Task objective -> Pull out the lines of the records below, starting at the line that contains "Q: Report x and y for each instance of the brown" and ending at the last line of the records. Reproduce them word for word.

Data for processing ->
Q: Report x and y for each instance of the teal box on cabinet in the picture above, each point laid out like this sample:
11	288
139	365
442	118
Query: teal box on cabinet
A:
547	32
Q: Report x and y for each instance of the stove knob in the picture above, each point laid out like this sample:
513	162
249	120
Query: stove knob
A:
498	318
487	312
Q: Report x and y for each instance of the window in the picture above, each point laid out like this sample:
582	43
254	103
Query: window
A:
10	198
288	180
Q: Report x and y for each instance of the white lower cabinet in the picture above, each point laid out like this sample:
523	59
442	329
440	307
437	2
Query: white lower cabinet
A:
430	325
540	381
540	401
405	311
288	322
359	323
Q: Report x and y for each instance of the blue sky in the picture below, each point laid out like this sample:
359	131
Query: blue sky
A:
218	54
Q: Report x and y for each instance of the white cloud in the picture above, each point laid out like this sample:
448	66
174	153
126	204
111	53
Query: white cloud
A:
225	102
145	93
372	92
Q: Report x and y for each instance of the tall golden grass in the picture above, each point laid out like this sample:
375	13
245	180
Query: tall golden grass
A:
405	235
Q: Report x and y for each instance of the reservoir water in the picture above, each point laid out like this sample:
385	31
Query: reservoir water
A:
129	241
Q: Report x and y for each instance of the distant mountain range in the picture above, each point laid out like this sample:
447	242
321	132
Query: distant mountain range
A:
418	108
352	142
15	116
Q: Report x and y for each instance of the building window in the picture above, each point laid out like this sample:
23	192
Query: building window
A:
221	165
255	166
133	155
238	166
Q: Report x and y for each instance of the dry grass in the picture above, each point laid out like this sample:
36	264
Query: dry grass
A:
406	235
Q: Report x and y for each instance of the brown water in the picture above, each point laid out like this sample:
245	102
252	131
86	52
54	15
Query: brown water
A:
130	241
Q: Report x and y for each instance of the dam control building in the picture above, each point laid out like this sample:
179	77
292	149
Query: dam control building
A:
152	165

Response to the task ->
Q: Report x and y for each instance of the brown water in the picture above, each point laid out like this sample:
245	102
252	131
86	52
54	15
Query: brown water
A:
130	241
Q: Report x and y for each instance of the dam control building in the picture above, each point laid out like this sample:
179	77
292	149
Query: dam control building
A:
152	165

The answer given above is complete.